**Goal**
All of the records below need to be copied exactly.

**Supplied information**

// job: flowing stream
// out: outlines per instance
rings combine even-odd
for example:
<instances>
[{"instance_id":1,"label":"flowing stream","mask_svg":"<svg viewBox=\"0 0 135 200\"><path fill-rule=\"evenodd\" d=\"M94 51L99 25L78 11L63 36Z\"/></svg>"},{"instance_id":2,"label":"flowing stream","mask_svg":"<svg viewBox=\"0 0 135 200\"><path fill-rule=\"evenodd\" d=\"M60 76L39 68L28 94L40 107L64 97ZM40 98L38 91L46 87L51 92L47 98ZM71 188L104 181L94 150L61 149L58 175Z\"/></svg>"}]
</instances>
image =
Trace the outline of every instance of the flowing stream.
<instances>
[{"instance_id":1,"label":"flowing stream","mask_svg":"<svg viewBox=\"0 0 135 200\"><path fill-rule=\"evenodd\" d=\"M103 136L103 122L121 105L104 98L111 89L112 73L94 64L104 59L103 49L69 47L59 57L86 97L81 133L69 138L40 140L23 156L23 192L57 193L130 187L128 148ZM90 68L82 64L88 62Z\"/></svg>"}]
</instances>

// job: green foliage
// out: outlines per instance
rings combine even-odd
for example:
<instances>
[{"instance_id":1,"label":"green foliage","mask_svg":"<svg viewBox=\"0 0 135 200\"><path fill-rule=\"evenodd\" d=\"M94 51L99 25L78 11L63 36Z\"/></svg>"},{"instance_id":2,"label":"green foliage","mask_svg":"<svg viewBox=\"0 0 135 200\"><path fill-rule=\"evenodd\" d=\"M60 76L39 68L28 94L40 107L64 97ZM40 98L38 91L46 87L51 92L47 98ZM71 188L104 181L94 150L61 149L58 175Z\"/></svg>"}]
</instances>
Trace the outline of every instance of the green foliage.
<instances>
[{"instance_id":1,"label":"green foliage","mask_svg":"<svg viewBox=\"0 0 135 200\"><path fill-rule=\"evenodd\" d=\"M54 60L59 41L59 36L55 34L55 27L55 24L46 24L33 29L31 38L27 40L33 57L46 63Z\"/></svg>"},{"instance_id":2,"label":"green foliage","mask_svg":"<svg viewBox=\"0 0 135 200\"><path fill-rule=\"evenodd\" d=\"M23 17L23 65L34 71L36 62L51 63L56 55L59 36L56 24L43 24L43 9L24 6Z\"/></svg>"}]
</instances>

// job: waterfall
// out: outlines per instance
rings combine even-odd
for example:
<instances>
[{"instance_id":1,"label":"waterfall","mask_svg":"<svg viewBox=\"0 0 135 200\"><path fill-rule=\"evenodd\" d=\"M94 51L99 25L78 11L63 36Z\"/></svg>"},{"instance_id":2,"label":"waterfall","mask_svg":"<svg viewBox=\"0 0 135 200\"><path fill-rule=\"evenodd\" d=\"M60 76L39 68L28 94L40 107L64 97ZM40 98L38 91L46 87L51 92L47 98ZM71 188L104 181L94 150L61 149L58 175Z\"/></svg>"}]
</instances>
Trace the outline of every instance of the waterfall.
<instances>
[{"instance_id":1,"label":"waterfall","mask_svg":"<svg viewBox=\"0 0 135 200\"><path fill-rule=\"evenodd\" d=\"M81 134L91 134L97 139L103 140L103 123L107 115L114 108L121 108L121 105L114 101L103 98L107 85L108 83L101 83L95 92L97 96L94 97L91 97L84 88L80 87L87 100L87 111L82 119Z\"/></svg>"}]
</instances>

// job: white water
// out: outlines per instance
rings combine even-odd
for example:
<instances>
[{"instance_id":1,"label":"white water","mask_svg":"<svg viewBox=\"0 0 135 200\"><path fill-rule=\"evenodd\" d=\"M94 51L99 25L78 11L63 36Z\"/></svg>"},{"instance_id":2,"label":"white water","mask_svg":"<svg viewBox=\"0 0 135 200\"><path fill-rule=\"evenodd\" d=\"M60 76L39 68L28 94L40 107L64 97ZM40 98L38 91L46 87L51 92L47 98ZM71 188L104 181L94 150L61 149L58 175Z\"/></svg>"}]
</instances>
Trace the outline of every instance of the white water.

**Response to this task**
// job: flowing stream
// out: outlines per instance
rings combine even-odd
for example:
<instances>
[{"instance_id":1,"label":"flowing stream","mask_svg":"<svg viewBox=\"0 0 135 200\"><path fill-rule=\"evenodd\" d=\"M94 51L99 25L78 11L63 36Z\"/></svg>"},{"instance_id":2,"label":"flowing stream","mask_svg":"<svg viewBox=\"0 0 135 200\"><path fill-rule=\"evenodd\" d=\"M60 76L39 68L28 94L40 107L64 97ZM40 98L38 91L46 87L51 92L47 98ZM71 188L104 181L94 150L61 149L58 175Z\"/></svg>"}]
</instances>
image =
Trace the outline of every instance of the flowing stream.
<instances>
[{"instance_id":1,"label":"flowing stream","mask_svg":"<svg viewBox=\"0 0 135 200\"><path fill-rule=\"evenodd\" d=\"M103 136L103 122L121 105L104 98L111 89L112 73L94 64L104 59L103 49L69 47L59 57L86 97L81 133L69 138L40 140L23 156L23 192L57 193L130 187L128 148ZM90 68L82 64L88 62Z\"/></svg>"}]
</instances>

// job: green foliage
// out: outlines per instance
rings combine even-odd
for example:
<instances>
[{"instance_id":1,"label":"green foliage","mask_svg":"<svg viewBox=\"0 0 135 200\"><path fill-rule=\"evenodd\" d=\"M94 51L99 25L78 11L63 36Z\"/></svg>"},{"instance_id":2,"label":"green foliage","mask_svg":"<svg viewBox=\"0 0 135 200\"><path fill-rule=\"evenodd\" d=\"M60 76L39 68L28 94L40 107L64 97ZM40 98L38 91L46 87L51 92L47 98ZM71 188L104 181L94 150L61 149L58 175Z\"/></svg>"}]
</instances>
Trace the outline of every instance of the green foliage.
<instances>
[{"instance_id":1,"label":"green foliage","mask_svg":"<svg viewBox=\"0 0 135 200\"><path fill-rule=\"evenodd\" d=\"M54 60L59 41L59 36L55 34L55 27L55 24L46 24L33 29L31 38L27 40L33 57L46 63Z\"/></svg>"},{"instance_id":2,"label":"green foliage","mask_svg":"<svg viewBox=\"0 0 135 200\"><path fill-rule=\"evenodd\" d=\"M23 17L23 65L34 71L36 62L51 63L56 55L59 36L56 24L43 24L43 9L24 6Z\"/></svg>"}]
</instances>

// job: waterfall
// out: outlines per instance
rings combine even-odd
for example:
<instances>
[{"instance_id":1,"label":"waterfall","mask_svg":"<svg viewBox=\"0 0 135 200\"><path fill-rule=\"evenodd\" d=\"M94 51L99 25L78 11L63 36Z\"/></svg>"},{"instance_id":2,"label":"waterfall","mask_svg":"<svg viewBox=\"0 0 135 200\"><path fill-rule=\"evenodd\" d=\"M60 76L39 68L28 94L40 107L64 97ZM40 98L38 91L46 87L51 92L47 98ZM71 188L104 181L94 150L61 149L58 175Z\"/></svg>"}]
</instances>
Trace the outline of every instance of the waterfall.
<instances>
[{"instance_id":1,"label":"waterfall","mask_svg":"<svg viewBox=\"0 0 135 200\"><path fill-rule=\"evenodd\" d=\"M81 134L91 134L97 139L103 140L103 123L107 115L114 108L121 108L121 105L114 101L103 98L107 85L108 83L101 83L95 92L97 96L94 97L91 97L84 88L80 87L87 100L87 111L82 119Z\"/></svg>"}]
</instances>

// job: white water
// out: outlines per instance
rings combine even-odd
for example:
<instances>
[{"instance_id":1,"label":"white water","mask_svg":"<svg viewBox=\"0 0 135 200\"><path fill-rule=\"evenodd\" d=\"M94 51L99 25L78 11L63 36Z\"/></svg>"},{"instance_id":2,"label":"white water","mask_svg":"<svg viewBox=\"0 0 135 200\"><path fill-rule=\"evenodd\" d=\"M60 76L39 68L28 94L40 107L64 97ZM40 98L38 91L46 87L51 92L47 98ZM71 188L104 181L94 150L61 149L58 175Z\"/></svg>"}]
</instances>
Trace the outline of every instance of the white water.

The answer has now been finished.